#### PROVIDED ENTRIES:
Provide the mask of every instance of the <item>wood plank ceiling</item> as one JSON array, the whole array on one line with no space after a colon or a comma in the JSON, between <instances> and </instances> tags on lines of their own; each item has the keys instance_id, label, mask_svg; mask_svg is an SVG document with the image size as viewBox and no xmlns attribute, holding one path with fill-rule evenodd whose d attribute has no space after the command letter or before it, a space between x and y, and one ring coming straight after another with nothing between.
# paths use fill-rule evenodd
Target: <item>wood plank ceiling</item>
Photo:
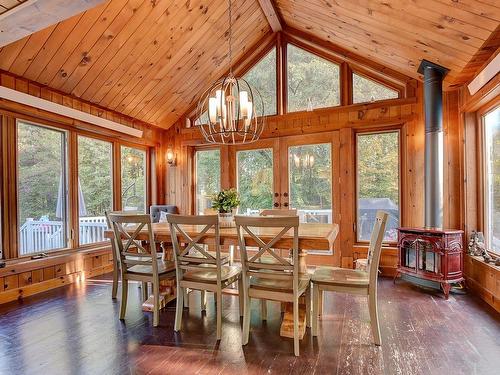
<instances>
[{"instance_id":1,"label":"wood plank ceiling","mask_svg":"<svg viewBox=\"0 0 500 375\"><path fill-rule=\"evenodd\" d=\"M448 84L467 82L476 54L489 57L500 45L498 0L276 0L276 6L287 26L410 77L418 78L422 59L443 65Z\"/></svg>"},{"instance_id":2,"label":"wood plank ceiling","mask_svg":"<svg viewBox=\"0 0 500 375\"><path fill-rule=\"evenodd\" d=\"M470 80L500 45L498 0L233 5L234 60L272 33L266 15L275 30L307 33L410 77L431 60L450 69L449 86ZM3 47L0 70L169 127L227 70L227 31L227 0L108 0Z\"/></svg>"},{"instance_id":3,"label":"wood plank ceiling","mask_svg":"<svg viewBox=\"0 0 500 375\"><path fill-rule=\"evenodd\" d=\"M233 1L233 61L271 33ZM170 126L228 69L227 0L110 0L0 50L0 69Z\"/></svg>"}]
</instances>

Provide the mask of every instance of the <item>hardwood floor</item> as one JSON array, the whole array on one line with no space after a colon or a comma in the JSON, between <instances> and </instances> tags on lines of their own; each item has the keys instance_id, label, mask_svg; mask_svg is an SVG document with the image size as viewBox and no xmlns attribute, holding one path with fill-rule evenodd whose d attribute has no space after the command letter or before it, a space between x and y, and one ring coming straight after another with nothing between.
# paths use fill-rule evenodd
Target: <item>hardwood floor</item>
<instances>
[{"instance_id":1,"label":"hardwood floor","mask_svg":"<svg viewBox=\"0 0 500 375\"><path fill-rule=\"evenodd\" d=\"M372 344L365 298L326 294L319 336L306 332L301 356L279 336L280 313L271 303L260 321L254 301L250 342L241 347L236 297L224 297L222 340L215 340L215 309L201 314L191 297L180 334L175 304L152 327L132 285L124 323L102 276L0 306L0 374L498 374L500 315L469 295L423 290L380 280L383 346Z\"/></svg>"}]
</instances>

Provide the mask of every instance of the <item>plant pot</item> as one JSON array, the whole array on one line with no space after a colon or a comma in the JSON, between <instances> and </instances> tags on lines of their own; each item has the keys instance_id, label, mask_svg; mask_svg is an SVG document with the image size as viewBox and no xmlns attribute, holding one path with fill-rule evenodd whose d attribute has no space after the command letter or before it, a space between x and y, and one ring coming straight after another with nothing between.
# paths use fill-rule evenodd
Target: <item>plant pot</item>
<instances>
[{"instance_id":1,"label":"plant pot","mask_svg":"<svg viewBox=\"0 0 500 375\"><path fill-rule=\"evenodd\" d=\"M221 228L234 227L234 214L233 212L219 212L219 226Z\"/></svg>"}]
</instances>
* * *
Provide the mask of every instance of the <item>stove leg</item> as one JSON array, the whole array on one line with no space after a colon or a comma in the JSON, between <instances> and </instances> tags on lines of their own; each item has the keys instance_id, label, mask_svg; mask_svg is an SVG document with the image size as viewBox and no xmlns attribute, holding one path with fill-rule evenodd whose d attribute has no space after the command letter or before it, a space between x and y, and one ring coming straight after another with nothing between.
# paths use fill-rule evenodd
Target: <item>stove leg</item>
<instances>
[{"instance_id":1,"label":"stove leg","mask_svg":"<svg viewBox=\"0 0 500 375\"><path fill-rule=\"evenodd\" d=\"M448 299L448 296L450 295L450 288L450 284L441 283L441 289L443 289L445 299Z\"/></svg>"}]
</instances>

#### TASK TO COMPLETE:
Copy out, word for word, the part of the listing above from the line with "Provide the mask of every instance of the <item>plant" up to and including the line with "Target: <item>plant pot</item>".

#### FULL OUTPUT:
Provide the mask of every instance of the <item>plant pot</item> as one JSON array, the whole array on one line with no space after a colon or a comma in the JSON, between <instances> and </instances> tags on lines of their own; each item has the keys instance_id, label, mask_svg; mask_svg is an SVG document with the image size as viewBox and no xmlns attribute, holding one path with fill-rule evenodd whose d attribute has no space after the command letter or before it, a space between x and y, and one ring coming straight after another with nothing between.
# paths use fill-rule evenodd
Target: <item>plant pot</item>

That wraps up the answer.